╭─ Data

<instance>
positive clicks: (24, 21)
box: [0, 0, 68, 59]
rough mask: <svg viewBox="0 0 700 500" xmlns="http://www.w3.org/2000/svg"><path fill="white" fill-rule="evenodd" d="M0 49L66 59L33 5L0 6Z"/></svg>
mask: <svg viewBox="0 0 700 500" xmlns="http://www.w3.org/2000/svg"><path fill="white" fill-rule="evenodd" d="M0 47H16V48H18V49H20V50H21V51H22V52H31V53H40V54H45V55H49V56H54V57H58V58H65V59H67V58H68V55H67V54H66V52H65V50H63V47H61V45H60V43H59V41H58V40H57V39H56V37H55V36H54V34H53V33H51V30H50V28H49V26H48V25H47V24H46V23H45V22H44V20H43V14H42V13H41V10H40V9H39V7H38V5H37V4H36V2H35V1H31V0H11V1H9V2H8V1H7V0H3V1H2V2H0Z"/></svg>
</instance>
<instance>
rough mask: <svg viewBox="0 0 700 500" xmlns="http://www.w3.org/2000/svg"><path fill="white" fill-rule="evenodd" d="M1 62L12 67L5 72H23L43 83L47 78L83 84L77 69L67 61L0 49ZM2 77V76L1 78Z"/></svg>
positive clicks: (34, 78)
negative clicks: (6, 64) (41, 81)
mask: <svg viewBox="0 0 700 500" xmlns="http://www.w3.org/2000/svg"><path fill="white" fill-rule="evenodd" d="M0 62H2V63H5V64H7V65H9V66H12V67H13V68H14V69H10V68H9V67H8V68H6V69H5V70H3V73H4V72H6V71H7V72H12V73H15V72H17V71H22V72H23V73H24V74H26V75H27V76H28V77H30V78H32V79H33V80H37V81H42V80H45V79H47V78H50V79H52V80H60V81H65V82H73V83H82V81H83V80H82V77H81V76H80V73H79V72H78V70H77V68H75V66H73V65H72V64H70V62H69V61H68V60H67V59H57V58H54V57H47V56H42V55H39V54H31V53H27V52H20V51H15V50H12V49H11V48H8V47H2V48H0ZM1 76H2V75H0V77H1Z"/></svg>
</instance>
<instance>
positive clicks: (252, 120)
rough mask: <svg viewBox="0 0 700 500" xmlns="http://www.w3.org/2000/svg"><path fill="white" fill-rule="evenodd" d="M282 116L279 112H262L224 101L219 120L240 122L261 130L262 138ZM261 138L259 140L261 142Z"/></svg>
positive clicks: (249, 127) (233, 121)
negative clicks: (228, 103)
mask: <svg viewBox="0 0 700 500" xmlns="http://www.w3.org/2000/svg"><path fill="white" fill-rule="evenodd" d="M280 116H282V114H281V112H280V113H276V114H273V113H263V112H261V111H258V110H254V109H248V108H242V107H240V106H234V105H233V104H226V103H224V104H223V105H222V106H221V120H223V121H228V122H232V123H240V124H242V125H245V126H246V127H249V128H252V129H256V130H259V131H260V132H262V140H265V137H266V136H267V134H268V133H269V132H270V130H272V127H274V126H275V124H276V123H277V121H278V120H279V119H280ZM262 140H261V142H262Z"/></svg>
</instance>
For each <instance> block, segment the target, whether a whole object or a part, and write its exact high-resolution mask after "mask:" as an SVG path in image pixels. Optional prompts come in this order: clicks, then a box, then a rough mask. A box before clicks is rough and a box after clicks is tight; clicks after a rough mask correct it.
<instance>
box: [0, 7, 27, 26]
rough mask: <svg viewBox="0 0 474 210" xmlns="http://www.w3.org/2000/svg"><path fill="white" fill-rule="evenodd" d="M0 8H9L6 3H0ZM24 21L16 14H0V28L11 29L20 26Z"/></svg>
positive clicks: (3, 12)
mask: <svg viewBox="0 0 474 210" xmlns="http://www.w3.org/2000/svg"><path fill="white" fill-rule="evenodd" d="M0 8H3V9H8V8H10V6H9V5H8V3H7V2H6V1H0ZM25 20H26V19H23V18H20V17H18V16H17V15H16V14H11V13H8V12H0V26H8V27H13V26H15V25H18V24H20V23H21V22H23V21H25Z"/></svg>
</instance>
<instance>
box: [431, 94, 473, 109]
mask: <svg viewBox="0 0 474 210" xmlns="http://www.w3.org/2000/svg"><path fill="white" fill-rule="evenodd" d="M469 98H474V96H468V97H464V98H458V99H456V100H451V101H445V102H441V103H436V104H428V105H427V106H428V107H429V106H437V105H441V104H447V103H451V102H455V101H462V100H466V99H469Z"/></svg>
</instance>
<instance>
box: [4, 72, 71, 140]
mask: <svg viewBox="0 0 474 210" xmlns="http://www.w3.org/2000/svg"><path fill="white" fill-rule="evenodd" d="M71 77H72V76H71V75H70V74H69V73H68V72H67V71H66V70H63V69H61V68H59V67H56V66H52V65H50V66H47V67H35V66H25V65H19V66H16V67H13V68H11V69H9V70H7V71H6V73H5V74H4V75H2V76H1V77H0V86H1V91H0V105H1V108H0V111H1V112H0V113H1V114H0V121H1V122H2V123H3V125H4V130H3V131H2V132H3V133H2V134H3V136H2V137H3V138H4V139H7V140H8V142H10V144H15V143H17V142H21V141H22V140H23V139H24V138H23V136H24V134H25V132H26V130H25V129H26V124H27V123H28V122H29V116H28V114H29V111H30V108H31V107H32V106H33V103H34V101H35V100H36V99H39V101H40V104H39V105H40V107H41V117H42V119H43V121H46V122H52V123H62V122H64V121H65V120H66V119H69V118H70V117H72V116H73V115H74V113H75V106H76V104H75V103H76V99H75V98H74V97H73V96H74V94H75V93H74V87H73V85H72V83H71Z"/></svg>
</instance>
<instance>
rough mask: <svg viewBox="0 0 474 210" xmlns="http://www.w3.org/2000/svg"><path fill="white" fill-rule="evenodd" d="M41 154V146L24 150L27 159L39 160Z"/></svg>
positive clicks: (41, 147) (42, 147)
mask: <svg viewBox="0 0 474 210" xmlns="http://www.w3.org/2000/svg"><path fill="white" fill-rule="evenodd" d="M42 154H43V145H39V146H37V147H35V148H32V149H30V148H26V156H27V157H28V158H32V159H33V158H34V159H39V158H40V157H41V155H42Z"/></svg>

╰─

### Required action:
Each entry above is to be set down again in exactly the same words.

### Task response:
<instance>
positive clicks: (24, 21)
box: [0, 0, 68, 59]
rough mask: <svg viewBox="0 0 700 500" xmlns="http://www.w3.org/2000/svg"><path fill="white" fill-rule="evenodd" d="M0 49L66 59L33 5L0 6Z"/></svg>
mask: <svg viewBox="0 0 700 500" xmlns="http://www.w3.org/2000/svg"><path fill="white" fill-rule="evenodd" d="M0 47H16V48H18V49H20V50H21V51H22V52H31V53H40V54H45V55H49V56H54V57H58V58H65V59H67V58H68V55H67V54H66V52H65V50H63V47H61V45H60V43H59V41H58V40H57V39H56V37H55V36H54V34H53V33H51V30H50V28H49V26H48V25H47V24H46V23H45V22H44V20H43V14H42V13H41V10H40V9H39V7H38V5H37V4H36V2H35V1H31V0H11V1H9V2H8V1H7V0H3V1H2V2H0Z"/></svg>
</instance>
<instance>
rough mask: <svg viewBox="0 0 700 500" xmlns="http://www.w3.org/2000/svg"><path fill="white" fill-rule="evenodd" d="M1 62L12 67L5 72H23L43 83L47 78L83 84L77 69L67 61L0 49ZM2 77V76L1 78Z"/></svg>
positive clicks: (34, 78)
negative clicks: (6, 64) (41, 81)
mask: <svg viewBox="0 0 700 500" xmlns="http://www.w3.org/2000/svg"><path fill="white" fill-rule="evenodd" d="M0 62H2V63H5V64H7V65H9V66H12V67H13V68H14V69H10V68H9V67H8V68H6V69H5V70H3V73H4V72H6V71H7V72H12V73H15V72H17V71H22V72H23V73H24V74H26V75H27V76H28V77H30V78H32V79H33V80H37V81H42V80H45V79H47V78H50V79H52V80H60V81H65V82H73V83H82V81H83V80H82V77H81V76H80V73H79V72H78V70H77V68H75V66H73V65H72V64H70V62H69V61H68V60H67V59H57V58H54V57H47V56H42V55H39V54H31V53H27V52H20V51H15V50H12V49H11V48H8V47H2V48H0ZM1 76H2V75H0V77H1Z"/></svg>
</instance>
<instance>
positive clicks: (252, 120)
rough mask: <svg viewBox="0 0 700 500" xmlns="http://www.w3.org/2000/svg"><path fill="white" fill-rule="evenodd" d="M282 116L279 112H262L224 101L219 120L240 122L261 130L262 138ZM261 138L259 140L261 142Z"/></svg>
positive clicks: (249, 127) (233, 121)
negative clicks: (228, 103)
mask: <svg viewBox="0 0 700 500" xmlns="http://www.w3.org/2000/svg"><path fill="white" fill-rule="evenodd" d="M280 116H282V114H281V112H280V113H276V114H273V113H263V112H261V111H258V110H254V109H248V108H242V107H240V106H234V105H233V104H226V103H224V104H223V105H222V106H221V120H223V121H228V122H232V123H240V124H242V125H245V126H246V127H249V128H252V129H256V130H259V131H260V132H262V140H265V137H266V136H267V134H268V133H269V132H270V130H272V127H274V126H275V124H276V123H277V121H278V120H279V119H280ZM262 140H261V142H262Z"/></svg>
</instance>
For each <instance> block, segment the target, whether a whole object or a part, and write its exact high-resolution mask after "mask:" as an SVG path in image pixels. Optional prompts come in this order: clicks, then a box, then a rough mask. A box before clicks is rough and a box after clicks is tight; clicks after a rough mask correct it.
<instance>
box: [0, 7, 27, 26]
rough mask: <svg viewBox="0 0 474 210" xmlns="http://www.w3.org/2000/svg"><path fill="white" fill-rule="evenodd" d="M0 8H9L6 3H0ZM24 21L16 14H0V28L11 29L20 26Z"/></svg>
positive clicks: (3, 12)
mask: <svg viewBox="0 0 474 210" xmlns="http://www.w3.org/2000/svg"><path fill="white" fill-rule="evenodd" d="M0 8H3V9H8V8H10V6H9V5H8V3H7V2H6V1H0ZM25 20H26V19H23V18H20V17H18V16H17V15H16V14H11V13H8V12H0V26H8V27H13V26H15V25H18V24H20V23H21V22H23V21H25Z"/></svg>
</instance>
<instance>
box: [431, 94, 473, 109]
mask: <svg viewBox="0 0 474 210" xmlns="http://www.w3.org/2000/svg"><path fill="white" fill-rule="evenodd" d="M469 98H474V96H468V97H464V98H458V99H456V100H451V101H445V102H441V103H436V104H428V105H427V106H428V107H429V106H437V105H441V104H447V103H451V102H455V101H462V100H466V99H469Z"/></svg>
</instance>
<instance>
box: [4, 72, 71, 140]
mask: <svg viewBox="0 0 474 210" xmlns="http://www.w3.org/2000/svg"><path fill="white" fill-rule="evenodd" d="M71 77H72V76H71V75H70V74H69V73H68V72H67V71H66V70H63V69H61V68H59V67H56V66H52V65H50V66H47V67H35V66H25V65H19V66H16V67H13V68H11V69H9V70H7V71H6V73H5V74H4V75H2V76H1V77H0V86H1V91H0V105H1V108H0V111H1V112H0V113H1V114H0V121H1V122H2V123H3V125H4V130H3V131H2V132H3V133H2V134H3V136H2V137H3V138H4V139H7V140H8V142H10V144H15V143H17V142H21V141H22V140H23V139H24V138H23V136H24V134H25V132H26V130H25V129H26V124H27V123H28V122H29V116H28V114H29V111H30V108H31V107H32V106H33V103H34V101H35V100H36V99H39V101H40V104H39V105H40V107H41V117H42V119H43V121H46V122H52V123H62V122H64V121H65V120H66V119H69V118H70V117H72V116H73V115H74V113H75V106H76V104H75V103H76V99H75V98H74V97H73V96H74V94H75V93H74V87H73V85H72V83H71Z"/></svg>
</instance>
<instance>
rough mask: <svg viewBox="0 0 474 210" xmlns="http://www.w3.org/2000/svg"><path fill="white" fill-rule="evenodd" d="M41 154V146L24 150L27 159L39 160Z"/></svg>
positive clicks: (41, 147) (42, 147)
mask: <svg viewBox="0 0 474 210" xmlns="http://www.w3.org/2000/svg"><path fill="white" fill-rule="evenodd" d="M42 154H43V145H39V146H37V147H35V148H32V149H30V148H26V156H27V157H28V158H32V159H33V158H34V159H39V158H40V157H41V155H42Z"/></svg>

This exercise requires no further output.